Stored data entries
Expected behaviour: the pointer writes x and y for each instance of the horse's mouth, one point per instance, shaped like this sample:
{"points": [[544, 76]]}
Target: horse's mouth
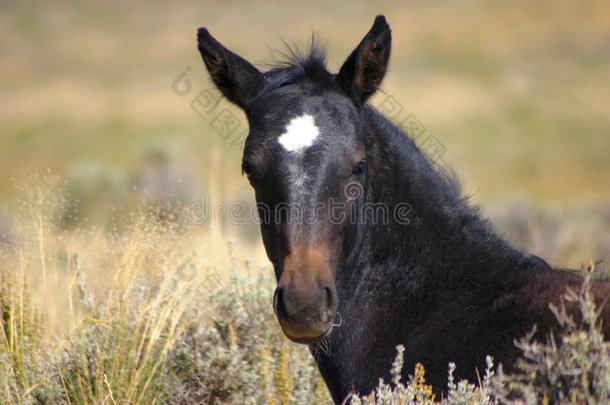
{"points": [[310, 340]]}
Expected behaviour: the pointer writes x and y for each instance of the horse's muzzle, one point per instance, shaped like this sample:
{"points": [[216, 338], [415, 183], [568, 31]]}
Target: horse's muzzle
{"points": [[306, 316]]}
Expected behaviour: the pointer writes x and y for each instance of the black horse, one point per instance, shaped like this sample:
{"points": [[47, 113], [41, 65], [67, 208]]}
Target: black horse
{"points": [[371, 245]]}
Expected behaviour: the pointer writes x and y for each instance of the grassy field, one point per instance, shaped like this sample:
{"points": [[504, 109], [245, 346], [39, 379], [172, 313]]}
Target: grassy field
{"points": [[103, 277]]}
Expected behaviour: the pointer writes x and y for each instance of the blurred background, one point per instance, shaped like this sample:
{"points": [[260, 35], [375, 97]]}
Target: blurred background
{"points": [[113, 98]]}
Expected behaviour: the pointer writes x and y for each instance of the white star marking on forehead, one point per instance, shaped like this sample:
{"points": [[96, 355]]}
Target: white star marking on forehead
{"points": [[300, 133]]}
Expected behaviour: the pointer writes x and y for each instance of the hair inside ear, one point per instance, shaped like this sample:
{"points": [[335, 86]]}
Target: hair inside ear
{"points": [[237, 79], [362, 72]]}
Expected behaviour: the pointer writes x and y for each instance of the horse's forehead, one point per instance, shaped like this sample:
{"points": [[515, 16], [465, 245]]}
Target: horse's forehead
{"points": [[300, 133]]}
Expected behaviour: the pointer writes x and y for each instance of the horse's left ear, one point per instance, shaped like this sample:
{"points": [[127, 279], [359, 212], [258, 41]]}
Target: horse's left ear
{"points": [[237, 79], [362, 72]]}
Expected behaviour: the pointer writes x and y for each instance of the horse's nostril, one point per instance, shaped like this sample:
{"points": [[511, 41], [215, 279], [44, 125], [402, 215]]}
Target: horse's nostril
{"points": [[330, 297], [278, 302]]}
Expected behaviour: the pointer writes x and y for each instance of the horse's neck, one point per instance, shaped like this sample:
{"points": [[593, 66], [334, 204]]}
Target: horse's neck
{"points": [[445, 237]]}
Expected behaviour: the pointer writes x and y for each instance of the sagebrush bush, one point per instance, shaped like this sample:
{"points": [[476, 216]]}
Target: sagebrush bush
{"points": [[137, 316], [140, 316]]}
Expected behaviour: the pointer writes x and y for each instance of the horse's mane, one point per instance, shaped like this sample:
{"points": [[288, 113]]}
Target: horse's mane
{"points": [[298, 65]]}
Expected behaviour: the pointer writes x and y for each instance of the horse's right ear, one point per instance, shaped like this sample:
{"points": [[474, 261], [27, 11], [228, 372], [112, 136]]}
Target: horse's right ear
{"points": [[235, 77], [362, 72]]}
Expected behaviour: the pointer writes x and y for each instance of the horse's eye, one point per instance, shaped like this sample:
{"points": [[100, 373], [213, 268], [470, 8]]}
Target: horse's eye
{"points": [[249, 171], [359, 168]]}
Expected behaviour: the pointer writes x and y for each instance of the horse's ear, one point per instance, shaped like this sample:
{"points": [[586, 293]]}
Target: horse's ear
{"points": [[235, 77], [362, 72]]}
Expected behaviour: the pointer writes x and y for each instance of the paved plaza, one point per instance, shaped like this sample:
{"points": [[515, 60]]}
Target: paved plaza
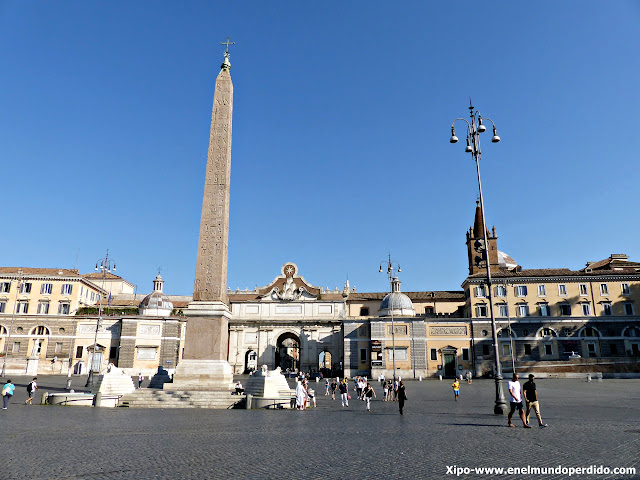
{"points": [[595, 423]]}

| TASK STATEMENT |
When you repeat the lines above, keep them exact and leave out each image they contain.

| RESPONSE AREA |
Expected behaviour: the pointer writes x and y for each instance of the horse's mouth, one point per instance, shaped like this sample:
{"points": [[544, 76]]}
Target: horse's mouth
{"points": [[310, 340]]}
Expected behaviour: the pointer writes x and y for each instance of the horse's muzzle, one point per instance, shaped like this sample:
{"points": [[216, 338], [415, 183], [568, 31]]}
Target: horse's muzzle
{"points": [[306, 316]]}
Expected behaviour: the pointer writes x and y for each instance of the black horse, one point per instance, shaped like this sample:
{"points": [[47, 113], [41, 65], [67, 208]]}
Target: black horse
{"points": [[371, 245]]}
Expected behaviour: the pointer writes x and y for each instance of the grassy field, one point per instance, shaped like this sample:
{"points": [[504, 109], [245, 346], [39, 379], [172, 313]]}
Target: grassy field
{"points": [[103, 277]]}
Expected behaviour: the pointer writes x and y for each instance of the blurred background, one point per instance, shaped like this sample:
{"points": [[260, 35], [375, 97]]}
Target: blurred background
{"points": [[113, 98]]}
Expected behaviour: the pointer writes x and y for each instance of the white star marking on forehead, one point per instance, shaped like this sample:
{"points": [[96, 355]]}
Target: white star marking on forehead
{"points": [[300, 133]]}
Expected behaviour: the pointer writes x and y for each instance of the hair inside ear, one point per instance, shaped like this sample:
{"points": [[335, 86]]}
Target: hair inside ear
{"points": [[237, 79], [362, 72]]}
Expected behaviour: the pointer writes x and y for each instance of the horse's forehead, one point per instance, shaped like this sample:
{"points": [[515, 16], [465, 245]]}
Target: horse's forehead
{"points": [[300, 133]]}
Expected behaviour: the pointer writes x and y for each instance of the horse's left ear, one point per instance, shaped like this sample:
{"points": [[127, 279], [359, 212], [258, 41]]}
Target: horse's left ear
{"points": [[237, 79], [362, 72]]}
Expected behaviour: the pointer writes x and y for each instance of the horse's nostril, one point per instance, shaped like this sample:
{"points": [[511, 41], [215, 279], [44, 125], [402, 215]]}
Target: horse's nostril
{"points": [[330, 297], [278, 302]]}
Expected behaviour: the pointer writes x and y for each instance of the horse's neck, one point per instance, shaped like this sample:
{"points": [[593, 66], [334, 204]]}
Target: horse's neck
{"points": [[445, 237]]}
Expected behaviour: the pointer writes x and y for each instance of the sagebrush bush, one point per instance, shaped like this sample:
{"points": [[476, 216]]}
Target: sagebrush bush
{"points": [[137, 316], [140, 316]]}
Expected behaviour: the pointer writes x and y for each instance of the horse's mane, one point per instance, shaped like this sample:
{"points": [[288, 113]]}
Target: horse's mane
{"points": [[298, 65]]}
Expected behaviour: the pointer writes x and y for each instance of the horse's right ear, one point per instance, shaped like this sample:
{"points": [[474, 261], [27, 11], [228, 372], [112, 136]]}
Target: horse's right ear
{"points": [[235, 77], [362, 72]]}
Expected behaviour: the pointer writes x and y for each instance of the horse's eye, one point per instance, shaped like this sample:
{"points": [[100, 373], [213, 268], [470, 8]]}
Target: horse's eye
{"points": [[249, 171], [359, 168]]}
Expected behaviour: the pointer writes x and y for each instance of the horse's ear, one point per instance, shaped like this sample:
{"points": [[586, 293]]}
Target: horse's ear
{"points": [[235, 77], [362, 72]]}
Expected behaviour: the pointer writes x and y for each instance of the paved plaza, one point per instance, shaped like this sample:
{"points": [[515, 60]]}
Target: paved plaza
{"points": [[595, 423]]}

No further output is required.